-- EXCERPTED DATA start --
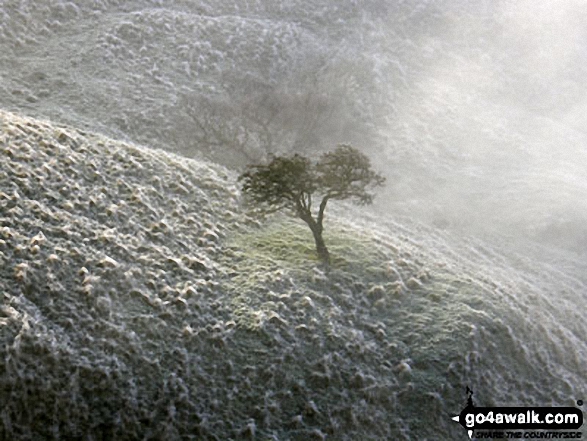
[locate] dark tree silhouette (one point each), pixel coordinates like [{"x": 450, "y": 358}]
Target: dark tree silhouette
[{"x": 289, "y": 183}]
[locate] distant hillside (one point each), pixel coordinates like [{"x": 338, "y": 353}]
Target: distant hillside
[{"x": 140, "y": 302}]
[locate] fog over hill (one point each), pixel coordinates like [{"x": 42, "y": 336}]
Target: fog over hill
[
  {"x": 475, "y": 109},
  {"x": 139, "y": 301}
]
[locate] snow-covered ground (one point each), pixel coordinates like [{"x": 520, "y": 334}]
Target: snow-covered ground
[
  {"x": 141, "y": 302},
  {"x": 474, "y": 109}
]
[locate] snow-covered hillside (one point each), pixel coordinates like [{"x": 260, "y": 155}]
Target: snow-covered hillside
[
  {"x": 140, "y": 302},
  {"x": 475, "y": 109}
]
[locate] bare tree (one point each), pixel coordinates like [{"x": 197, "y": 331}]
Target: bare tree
[{"x": 289, "y": 183}]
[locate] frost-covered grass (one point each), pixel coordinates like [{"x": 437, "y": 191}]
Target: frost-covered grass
[{"x": 140, "y": 302}]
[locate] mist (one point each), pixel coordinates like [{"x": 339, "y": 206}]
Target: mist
[{"x": 474, "y": 110}]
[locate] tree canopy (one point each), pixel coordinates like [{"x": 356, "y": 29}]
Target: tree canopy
[{"x": 290, "y": 183}]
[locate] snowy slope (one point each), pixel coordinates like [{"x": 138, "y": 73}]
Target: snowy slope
[
  {"x": 140, "y": 302},
  {"x": 475, "y": 109}
]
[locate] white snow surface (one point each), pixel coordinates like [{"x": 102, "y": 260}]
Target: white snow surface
-- EXCERPTED DATA end --
TASK DIRECTIONS: Make an exact copy of the data above, pictures excluded.

SOLUTION:
[locate] dark tree silhouette (one point each), pixel coordinates like [{"x": 450, "y": 358}]
Target: dark tree silhouette
[{"x": 289, "y": 183}]
[locate] distant hillside (one point each), pixel coordinates like [{"x": 338, "y": 353}]
Target: distant hillside
[{"x": 140, "y": 302}]
[locate] fog over hill (one point each), pixel coordinates like [{"x": 42, "y": 336}]
Target: fog over hill
[
  {"x": 475, "y": 109},
  {"x": 139, "y": 301}
]
[locate] snow-covered ground (one point each), pixel coordinates like [{"x": 520, "y": 334}]
Target: snow-covered ground
[
  {"x": 141, "y": 302},
  {"x": 474, "y": 109}
]
[locate] snow-covered hillside (one point each), pixel coordinates like [{"x": 260, "y": 155}]
Target: snow-covered hillside
[
  {"x": 140, "y": 302},
  {"x": 475, "y": 109}
]
[locate] bare tree (one point each), pixel coordinates like [{"x": 197, "y": 331}]
Target: bare tree
[{"x": 289, "y": 183}]
[locate] frost-covered grass (one point each), pixel coordinates like [{"x": 437, "y": 191}]
Target: frost-covered grass
[{"x": 140, "y": 302}]
[locate] mist (one point each), pixel coordinates like [{"x": 339, "y": 206}]
Target: mist
[{"x": 474, "y": 110}]
[locate] tree canopy (one point each), pixel coordinates like [{"x": 356, "y": 29}]
Target: tree canopy
[{"x": 290, "y": 183}]
[locate] snowy slope (one point each), pixel coordinates like [{"x": 138, "y": 73}]
Target: snowy slope
[
  {"x": 140, "y": 302},
  {"x": 475, "y": 109}
]
[locate] white snow surface (one point each), pixel coordinates like [{"x": 102, "y": 260}]
Target: white snow surface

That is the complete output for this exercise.